» Input for this task:
-.-.-

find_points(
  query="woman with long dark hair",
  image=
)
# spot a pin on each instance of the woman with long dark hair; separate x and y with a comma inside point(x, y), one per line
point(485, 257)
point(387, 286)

-.-.-

» Exercise directions:
Give again only the lines starting at the one that contains "# spot a pin" and running to the end of the data.

» Output for this task:
# spot a pin on each instance of the woman with long dark hair; separate x and y with a comma inside point(x, y), one per line
point(485, 257)
point(387, 286)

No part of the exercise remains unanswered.